● **Aim of the exercise**:
Among the entries below, find each line holding "sample" and return it.

● **Supplied data**:

____

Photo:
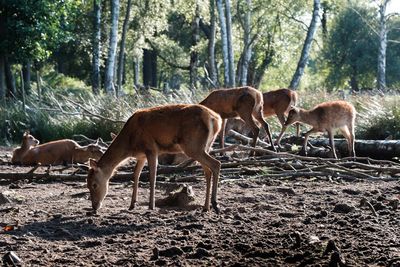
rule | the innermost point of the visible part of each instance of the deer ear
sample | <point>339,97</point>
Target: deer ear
<point>93,164</point>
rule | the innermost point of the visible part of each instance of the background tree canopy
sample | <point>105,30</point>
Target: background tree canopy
<point>182,44</point>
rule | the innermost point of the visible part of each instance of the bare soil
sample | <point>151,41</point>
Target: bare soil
<point>263,222</point>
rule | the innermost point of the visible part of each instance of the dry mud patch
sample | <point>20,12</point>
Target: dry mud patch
<point>300,222</point>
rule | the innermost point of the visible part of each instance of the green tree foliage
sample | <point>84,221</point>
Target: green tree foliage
<point>351,49</point>
<point>34,28</point>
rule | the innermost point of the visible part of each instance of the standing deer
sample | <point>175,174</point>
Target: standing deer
<point>28,141</point>
<point>57,152</point>
<point>190,129</point>
<point>327,117</point>
<point>244,102</point>
<point>279,102</point>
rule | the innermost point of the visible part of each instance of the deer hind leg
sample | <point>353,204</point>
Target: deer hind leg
<point>210,166</point>
<point>306,136</point>
<point>152,159</point>
<point>332,143</point>
<point>281,118</point>
<point>258,115</point>
<point>222,134</point>
<point>136,174</point>
<point>347,133</point>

____

● **Solution for this exercise**:
sample | <point>339,97</point>
sample | <point>105,30</point>
sample | <point>151,41</point>
sample | <point>20,12</point>
sample | <point>84,221</point>
sample | <point>175,174</point>
sample | <point>353,204</point>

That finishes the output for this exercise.